__CONSIGNE 1__
Extrayez du passage sur l'enseignement catholique la portion qui va de « M. Balmand, n’ignore » jusqu'à « qu’elles n’ont pas. ».
__CONSIGNE 2__
Dans le passage sur l'enseignement catholique, quelle organisation est censée représenter les parents au sein de l'enseignement catholique sous contrat ?
__CONSIGNE 3__
Poursuivez le passage sur l'enseignement catholique en reprenant juste après sa dernière phrase.

__PASSAGE EXTRAIT__
☆ ☆ ☆
Il y a donc ici tromperie sur la nature de la « mission éducative » de l’Eglise. Mais il y aussi tromperie sur ceux à qui cette vraie mission (la transmission de la foi) est confiée en tant que « droit et devoir premiers », comme le dit le catéchisme: il s’agit des seuls parents. Quand M. Balmand dit que cette mission « nous » est confiée, de qui parle-t-il ? Pas des parents, puisque ceux-ci, au sein de l’enseignement catholique sous contrat, sont censés être représentés par l’Apel. Il parle en son propre nom. Il prétend que cette « mission éducative » est confiée à l’administration qu’il dirige, émanation plus ou moins légitime de l’évanescente conférence des évêques. C’est une usurpation pure et simple. Dans le corps de l’article, il nuance sa formule en disant que cette mission est confiée « notamment » à l’enseignement catholique, par quoi il entend l’enseignement sous contrat, exclusivement.

En réalité, répétons-le, elle est confiée exclusivement aux parents. A qui il revient d’inscrire librement leurs enfants à l’école laïque publique ou privée, ou catholique sous contrat ou hors contrat, ou à aucune école si ça leur chante. Il s’agit bien d’une mission ecclésiale, mais qui est confiée, comme le rituel du baptême l’exprime sans détour, aux parents. En l’espèce, l’Eglise n’est pas le clergé, ni une quelconque organisation dépendant obscurément d’une réunion d’évêques : ce sont les parents.

M. Balmand affirme : « C’est au nom de cette mission ecclésiale que l’École catholique se doit d’être ouverte à tous. » Mais si les parents désirent que leurs enfants soient élevés en compagnie d’autres enfants baptisés, c’est leur droit le plus strict. L’enseignement catholique devrait leur en offrir, entre autres, la possibilité. Ils ont d’ailleurs le droit et le devoir de veiller aux fréquentations de leurs enfants, de préférer pour eux la compagnie d’enfants bien élevés plutôt que de garnements, ou encore d’enfants parlant leur langue natale plutôt qu’une autre. A l’inverse, ils peuvent choisir de les mêler à des enfants de tous les milieux et des toutes les nations. C’est ainsi qu’il existe des écoles bourgeoises, des écoles rurales, des écoles pour enfants précoces, pour enfants attardés, pour aveugles, pour sourds, des écoles multilingues, des maîtrises, etc.

M. Balmand, n’ignore rien de tout cela. Il sait aussi que si l’enseignement sous contrat doit être ouvert à tous, c’est à cause des contrats et pour aucune autre raison. Il prétend avoir « clarifié » ce point : « Nos établissements parce qu’ils sont catholiques sont ouverts à tous et c’est parce qu’ils sont ouverts à tous qu’ils peuvent être juridiquement associés à l’Etat par contrat… Nous ne sommes plus dans la logique du et mais dans celle du parce que. » Mais, pour se donner l’air de trancher un point de jurisprudence, M. Balmand invente pour les écoles catholiques une obligation qu’elles n’ont pas.
☆ ☆ ☆
__CONTENU DES DONNÉES__
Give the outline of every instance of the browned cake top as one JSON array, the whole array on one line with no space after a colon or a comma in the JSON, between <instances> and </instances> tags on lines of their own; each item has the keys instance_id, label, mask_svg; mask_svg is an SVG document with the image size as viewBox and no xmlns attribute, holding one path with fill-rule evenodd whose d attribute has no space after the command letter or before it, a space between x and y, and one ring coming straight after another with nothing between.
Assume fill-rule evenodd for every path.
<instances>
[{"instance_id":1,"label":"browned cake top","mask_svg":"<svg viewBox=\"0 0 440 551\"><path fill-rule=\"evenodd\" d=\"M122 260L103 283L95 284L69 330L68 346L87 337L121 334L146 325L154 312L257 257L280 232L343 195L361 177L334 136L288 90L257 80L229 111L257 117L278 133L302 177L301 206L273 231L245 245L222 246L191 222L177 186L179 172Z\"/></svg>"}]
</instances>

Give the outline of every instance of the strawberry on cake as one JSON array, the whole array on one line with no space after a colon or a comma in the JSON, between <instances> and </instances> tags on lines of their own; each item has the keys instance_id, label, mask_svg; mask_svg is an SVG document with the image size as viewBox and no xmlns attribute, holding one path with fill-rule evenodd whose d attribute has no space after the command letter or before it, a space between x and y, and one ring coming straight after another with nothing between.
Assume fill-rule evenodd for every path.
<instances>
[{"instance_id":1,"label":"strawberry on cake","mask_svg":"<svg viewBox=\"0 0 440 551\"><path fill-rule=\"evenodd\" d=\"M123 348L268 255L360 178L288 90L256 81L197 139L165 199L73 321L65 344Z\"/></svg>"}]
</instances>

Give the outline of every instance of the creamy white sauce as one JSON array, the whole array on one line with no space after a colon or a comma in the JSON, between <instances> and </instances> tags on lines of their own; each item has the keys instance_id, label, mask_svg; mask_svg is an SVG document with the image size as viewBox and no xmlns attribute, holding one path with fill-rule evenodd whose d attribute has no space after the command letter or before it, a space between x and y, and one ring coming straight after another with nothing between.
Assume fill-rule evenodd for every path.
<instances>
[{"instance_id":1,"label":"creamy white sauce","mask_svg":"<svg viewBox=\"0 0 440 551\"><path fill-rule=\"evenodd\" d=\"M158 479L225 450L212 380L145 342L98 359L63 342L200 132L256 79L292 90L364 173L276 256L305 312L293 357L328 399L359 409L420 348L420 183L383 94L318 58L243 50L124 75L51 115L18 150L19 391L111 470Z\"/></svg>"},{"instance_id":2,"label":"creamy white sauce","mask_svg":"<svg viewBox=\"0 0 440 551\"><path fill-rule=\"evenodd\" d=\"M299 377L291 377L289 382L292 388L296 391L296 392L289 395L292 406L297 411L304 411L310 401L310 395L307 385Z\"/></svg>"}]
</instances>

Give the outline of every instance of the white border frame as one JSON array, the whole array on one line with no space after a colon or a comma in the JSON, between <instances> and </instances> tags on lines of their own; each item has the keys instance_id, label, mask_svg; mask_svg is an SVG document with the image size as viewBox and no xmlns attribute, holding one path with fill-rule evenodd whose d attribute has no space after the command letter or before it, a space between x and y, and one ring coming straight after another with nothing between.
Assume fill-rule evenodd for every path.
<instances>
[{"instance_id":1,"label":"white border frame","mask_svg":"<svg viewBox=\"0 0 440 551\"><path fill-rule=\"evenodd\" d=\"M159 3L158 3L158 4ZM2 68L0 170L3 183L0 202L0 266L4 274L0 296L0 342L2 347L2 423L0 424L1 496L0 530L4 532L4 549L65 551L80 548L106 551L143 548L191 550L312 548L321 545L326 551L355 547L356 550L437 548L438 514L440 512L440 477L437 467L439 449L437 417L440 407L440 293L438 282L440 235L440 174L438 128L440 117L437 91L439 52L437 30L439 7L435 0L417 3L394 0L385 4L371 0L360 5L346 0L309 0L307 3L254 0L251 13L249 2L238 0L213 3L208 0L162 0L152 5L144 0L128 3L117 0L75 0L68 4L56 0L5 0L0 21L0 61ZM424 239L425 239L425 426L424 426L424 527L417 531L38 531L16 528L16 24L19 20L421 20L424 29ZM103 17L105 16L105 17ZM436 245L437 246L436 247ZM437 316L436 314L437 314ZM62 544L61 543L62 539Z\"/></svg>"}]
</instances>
☆ ☆ ☆
__RÉPONSE ATTENDUE 1__
M. Balmand, n’ignore rien de tout cela. Il sait aussi que si l’enseignement sous contrat doit être ouvert à tous, c’est à cause des contrats et pour aucune autre raison. Il prétend avoir « clarifié » ce point : « Nos établissements parce qu’ils sont catholiques sont ouverts à tous et c’est parce qu’ils sont ouverts à tous qu’ils peuvent être juridiquement associés à l’Etat par contrat… Nous ne sommes plus dans la logique du et mais dans celle du parce que. » Mais, pour se donner l’air de trancher un point de jurisprudence, M. Balmand invente pour les écoles catholiques une obligation qu’elles n’ont pas.

__RÉPONSE ATTENDUE 2__
L'Apel.

__RÉPONSE ATTENDUE 3__
D’abord, l’article de la loi qui oblige les écoles sous contrat à être ouvertes à tous prouvent qu’elles n’étaient pas forcées de l’être. Ensuite, d’innombrables cas prouvent qu’une école catholique a le loisir refuser l’inscription d’enfants non baptisés. En Angleterre, quelqu’un qui m’est proche a dû produire le certificat de baptême de ses enfants pour les inscrire dans une école catholique. Et encore est-il vérifié que les parents vont à la messe le dimanche ! Ces écoles sont-elles en contravention avec le droit canon ? Ou les règles de l’Eglise diffèrent-elles d’un côté et de l’autre de la Manche ?

Mais c’est un souci permanent de M. Balmand, qui visiblement sert deux maîtres à la fois, de prétendre qu’il n’y a jamais aucune contradiction entre les exigences des contrats et le caractère propre des écoles catholiques. La Solution ? Evacuer du « caractère propre » tout ce qui peut être conforme à la vraie foi et à la saine doctrine. Nous venons d’en voir un bel exemple.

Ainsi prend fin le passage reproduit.